◆ **Task details**
Write down every record below verbatim, line for line.

--- begin ---

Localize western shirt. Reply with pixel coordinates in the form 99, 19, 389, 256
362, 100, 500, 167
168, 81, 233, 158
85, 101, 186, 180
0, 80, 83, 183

--- end ---

◆ **Answer for the task**
Localize western shirt. Reply with pixel coordinates in the form 99, 19, 389, 256
362, 100, 500, 167
168, 81, 233, 158
85, 101, 186, 180
0, 80, 83, 183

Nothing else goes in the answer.